OBJECTIVE =>
Rewrite everything from the line containing "Put a pin on every instance of the green" down to the line containing "x=712 y=428", both lines included. Leave the item wording as it is, but multiply each x and y coordinate in the answers by 0.7 and round it to a whole number, with halves rounded up.

——————————

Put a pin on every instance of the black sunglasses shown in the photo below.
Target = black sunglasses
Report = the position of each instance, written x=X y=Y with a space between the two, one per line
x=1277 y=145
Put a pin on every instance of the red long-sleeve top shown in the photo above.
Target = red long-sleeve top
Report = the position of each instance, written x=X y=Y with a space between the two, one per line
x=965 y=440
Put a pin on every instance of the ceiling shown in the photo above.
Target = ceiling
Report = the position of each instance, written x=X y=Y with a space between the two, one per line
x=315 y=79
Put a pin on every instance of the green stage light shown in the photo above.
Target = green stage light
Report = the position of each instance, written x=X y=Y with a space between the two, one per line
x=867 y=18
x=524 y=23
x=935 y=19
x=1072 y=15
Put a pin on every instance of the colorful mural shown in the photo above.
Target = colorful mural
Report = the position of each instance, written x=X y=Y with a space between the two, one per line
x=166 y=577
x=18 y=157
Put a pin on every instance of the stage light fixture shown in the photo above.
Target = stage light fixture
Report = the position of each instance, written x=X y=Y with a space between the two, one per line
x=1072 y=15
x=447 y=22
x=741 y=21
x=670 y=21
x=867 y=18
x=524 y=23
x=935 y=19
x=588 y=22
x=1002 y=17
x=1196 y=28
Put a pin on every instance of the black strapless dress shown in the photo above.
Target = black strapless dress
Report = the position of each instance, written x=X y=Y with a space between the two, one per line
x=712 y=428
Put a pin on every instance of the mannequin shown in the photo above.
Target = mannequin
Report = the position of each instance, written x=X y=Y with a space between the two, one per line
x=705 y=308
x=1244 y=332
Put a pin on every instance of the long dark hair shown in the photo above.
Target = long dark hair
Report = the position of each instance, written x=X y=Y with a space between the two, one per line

——————————

RESPONSE =>
Put a pin on every instance of the green stage light shown in the photo above.
Target = green stage light
Report = the position of each instance, written x=X y=Y with a space between the two, one per line
x=607 y=13
x=367 y=16
x=655 y=13
x=750 y=11
Put a pin on every instance of the colorful mural shown in the photo above.
Target = colorful mural
Report = the position of each instance, written x=X y=Y with a space between the two, one per line
x=116 y=404
x=13 y=110
Put a pin on every instance of the stage light fixture shown in the photo above.
Target = stage light fixture
Report = the position of each instance, written x=X y=Y with a space between the two, one per line
x=750 y=11
x=313 y=15
x=519 y=15
x=469 y=15
x=607 y=13
x=367 y=16
x=655 y=13
x=412 y=15
x=701 y=12
x=837 y=20
Put a pin on every instance of the black strapless dress shown in the photo above.
Target = black strapless dress
Report = the position of each instance, written x=X y=Y with a space between the two, one per line
x=498 y=300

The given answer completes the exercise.